PROBLEM:
Put the lines of the rows below into a JSON list of strings, one string per line and no blank lines, covering everything from the line containing "In which part of this frame does the short" down to the line containing "105,224 -> 116,268", both included.

Collected data entries:
┏━━

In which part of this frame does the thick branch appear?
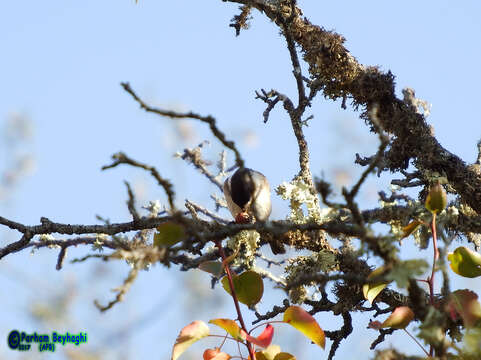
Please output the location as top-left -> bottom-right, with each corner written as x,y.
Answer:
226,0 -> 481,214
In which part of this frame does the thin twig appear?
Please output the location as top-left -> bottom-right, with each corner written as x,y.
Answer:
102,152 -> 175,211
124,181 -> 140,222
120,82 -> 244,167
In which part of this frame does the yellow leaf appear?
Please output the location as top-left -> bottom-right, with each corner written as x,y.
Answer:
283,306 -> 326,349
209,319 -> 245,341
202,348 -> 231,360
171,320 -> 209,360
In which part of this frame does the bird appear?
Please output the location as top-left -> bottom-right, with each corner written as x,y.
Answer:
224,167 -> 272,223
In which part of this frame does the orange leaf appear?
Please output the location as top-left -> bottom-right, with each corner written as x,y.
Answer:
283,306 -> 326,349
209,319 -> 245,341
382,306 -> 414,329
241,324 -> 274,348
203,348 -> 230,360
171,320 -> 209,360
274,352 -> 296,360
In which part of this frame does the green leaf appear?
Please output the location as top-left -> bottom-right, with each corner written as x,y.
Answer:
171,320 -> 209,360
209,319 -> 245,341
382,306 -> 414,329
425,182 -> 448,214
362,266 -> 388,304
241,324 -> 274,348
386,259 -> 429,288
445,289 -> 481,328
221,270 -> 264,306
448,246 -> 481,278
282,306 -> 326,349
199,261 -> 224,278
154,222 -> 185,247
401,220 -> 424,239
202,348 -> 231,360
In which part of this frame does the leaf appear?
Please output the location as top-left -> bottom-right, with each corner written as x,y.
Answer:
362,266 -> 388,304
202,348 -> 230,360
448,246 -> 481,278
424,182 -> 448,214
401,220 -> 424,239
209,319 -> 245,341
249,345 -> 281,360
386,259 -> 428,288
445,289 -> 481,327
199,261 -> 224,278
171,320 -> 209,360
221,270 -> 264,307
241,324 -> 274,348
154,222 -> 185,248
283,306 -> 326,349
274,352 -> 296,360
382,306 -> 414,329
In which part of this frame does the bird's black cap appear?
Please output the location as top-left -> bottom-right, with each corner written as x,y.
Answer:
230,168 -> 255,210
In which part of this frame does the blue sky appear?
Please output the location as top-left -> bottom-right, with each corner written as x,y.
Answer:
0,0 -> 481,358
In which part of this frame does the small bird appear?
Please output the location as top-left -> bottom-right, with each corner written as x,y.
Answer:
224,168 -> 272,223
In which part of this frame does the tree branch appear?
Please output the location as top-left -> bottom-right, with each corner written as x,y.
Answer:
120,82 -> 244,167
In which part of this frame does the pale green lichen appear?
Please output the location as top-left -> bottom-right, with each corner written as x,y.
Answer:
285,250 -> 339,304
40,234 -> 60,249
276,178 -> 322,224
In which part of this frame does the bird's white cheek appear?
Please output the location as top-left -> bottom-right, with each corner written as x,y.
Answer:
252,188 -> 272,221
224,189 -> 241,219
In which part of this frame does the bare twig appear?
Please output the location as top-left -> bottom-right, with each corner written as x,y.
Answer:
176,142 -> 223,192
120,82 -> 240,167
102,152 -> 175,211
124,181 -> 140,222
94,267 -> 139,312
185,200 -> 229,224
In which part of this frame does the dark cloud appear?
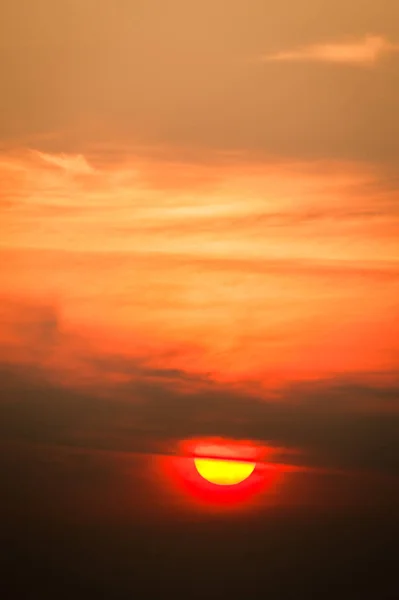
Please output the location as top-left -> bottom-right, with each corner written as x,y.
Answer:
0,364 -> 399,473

┗━━
┏━━

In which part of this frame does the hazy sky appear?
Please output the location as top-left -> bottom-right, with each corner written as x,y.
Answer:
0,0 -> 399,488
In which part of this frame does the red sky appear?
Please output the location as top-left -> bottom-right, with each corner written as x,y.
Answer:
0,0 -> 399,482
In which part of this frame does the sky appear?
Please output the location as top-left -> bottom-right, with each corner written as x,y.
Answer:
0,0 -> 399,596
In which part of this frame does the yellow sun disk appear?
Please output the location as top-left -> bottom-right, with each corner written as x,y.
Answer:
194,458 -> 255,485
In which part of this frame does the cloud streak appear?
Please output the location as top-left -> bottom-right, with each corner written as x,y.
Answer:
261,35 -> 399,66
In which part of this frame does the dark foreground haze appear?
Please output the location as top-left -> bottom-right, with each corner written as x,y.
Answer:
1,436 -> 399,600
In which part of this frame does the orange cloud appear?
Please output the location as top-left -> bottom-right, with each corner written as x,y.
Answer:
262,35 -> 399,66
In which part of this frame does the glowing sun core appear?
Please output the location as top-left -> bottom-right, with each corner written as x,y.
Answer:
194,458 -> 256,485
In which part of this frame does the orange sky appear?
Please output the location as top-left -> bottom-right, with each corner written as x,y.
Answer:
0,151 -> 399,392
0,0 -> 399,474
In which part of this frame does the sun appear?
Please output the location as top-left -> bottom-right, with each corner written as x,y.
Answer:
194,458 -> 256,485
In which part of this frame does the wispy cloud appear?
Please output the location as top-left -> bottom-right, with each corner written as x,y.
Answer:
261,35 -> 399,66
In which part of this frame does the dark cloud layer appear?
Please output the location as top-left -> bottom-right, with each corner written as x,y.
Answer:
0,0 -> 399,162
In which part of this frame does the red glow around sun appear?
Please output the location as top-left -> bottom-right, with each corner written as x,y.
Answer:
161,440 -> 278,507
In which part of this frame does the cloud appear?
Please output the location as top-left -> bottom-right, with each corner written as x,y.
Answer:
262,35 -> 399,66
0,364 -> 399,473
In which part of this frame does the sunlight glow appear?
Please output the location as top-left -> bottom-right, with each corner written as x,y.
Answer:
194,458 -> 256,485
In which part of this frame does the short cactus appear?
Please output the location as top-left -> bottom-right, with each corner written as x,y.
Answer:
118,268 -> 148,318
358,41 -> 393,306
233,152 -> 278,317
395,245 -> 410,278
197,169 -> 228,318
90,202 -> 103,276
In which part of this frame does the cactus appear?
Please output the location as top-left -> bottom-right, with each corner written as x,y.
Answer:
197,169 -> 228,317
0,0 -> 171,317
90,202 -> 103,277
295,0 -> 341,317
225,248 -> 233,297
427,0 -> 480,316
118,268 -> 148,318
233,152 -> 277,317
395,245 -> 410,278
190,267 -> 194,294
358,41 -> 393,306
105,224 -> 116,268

┗━━
┏━━

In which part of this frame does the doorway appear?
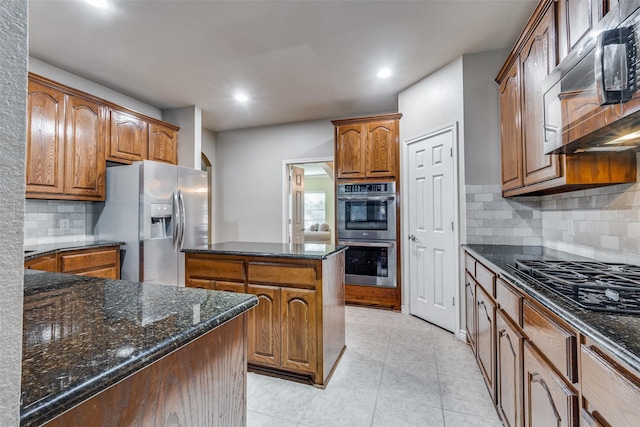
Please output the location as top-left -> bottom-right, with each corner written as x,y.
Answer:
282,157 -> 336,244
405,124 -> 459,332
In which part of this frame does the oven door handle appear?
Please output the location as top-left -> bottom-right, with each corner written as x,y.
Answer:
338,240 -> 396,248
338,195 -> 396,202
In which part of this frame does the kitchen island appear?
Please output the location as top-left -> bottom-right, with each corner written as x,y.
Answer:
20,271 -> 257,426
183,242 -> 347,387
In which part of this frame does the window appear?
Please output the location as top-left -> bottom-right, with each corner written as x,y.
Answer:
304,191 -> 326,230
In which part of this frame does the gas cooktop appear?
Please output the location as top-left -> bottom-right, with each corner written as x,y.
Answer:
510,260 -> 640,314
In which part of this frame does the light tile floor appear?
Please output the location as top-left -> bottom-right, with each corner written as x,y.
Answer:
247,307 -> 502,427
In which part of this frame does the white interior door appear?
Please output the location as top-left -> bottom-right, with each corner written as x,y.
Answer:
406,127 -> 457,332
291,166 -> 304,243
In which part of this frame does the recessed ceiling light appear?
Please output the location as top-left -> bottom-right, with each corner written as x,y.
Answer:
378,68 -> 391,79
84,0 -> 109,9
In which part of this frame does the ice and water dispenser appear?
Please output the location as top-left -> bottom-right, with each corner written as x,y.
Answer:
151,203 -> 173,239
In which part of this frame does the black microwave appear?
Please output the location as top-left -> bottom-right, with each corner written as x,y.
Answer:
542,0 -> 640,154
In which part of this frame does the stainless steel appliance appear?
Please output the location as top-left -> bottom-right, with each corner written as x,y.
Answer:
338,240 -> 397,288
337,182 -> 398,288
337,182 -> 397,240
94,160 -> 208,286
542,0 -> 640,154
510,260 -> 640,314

┗━━

REPLY:
[
  "In which part of this frame does the short cactus appear?",
  "Please output the location as top-left -> bottom-right, with each corner written as x,y.",
  "Answer:",
  "118,268 -> 148,318",
  "358,41 -> 393,306",
  "233,152 -> 278,317",
  "395,245 -> 410,278",
  "197,169 -> 228,318",
  "90,202 -> 103,276",
  "In which part of this frame does the cactus appear?",
  "Please output the location as top-left -> bottom-right, with each corner written as x,y.",
  "Answer:",
  "197,169 -> 228,317",
  "0,0 -> 171,317",
  "90,202 -> 103,277",
  "295,0 -> 341,317",
  "225,248 -> 233,297",
  "427,0 -> 480,316",
  "118,268 -> 148,318",
  "233,152 -> 277,317",
  "395,245 -> 410,278",
  "190,267 -> 194,294",
  "358,41 -> 393,306",
  "105,224 -> 116,268"
]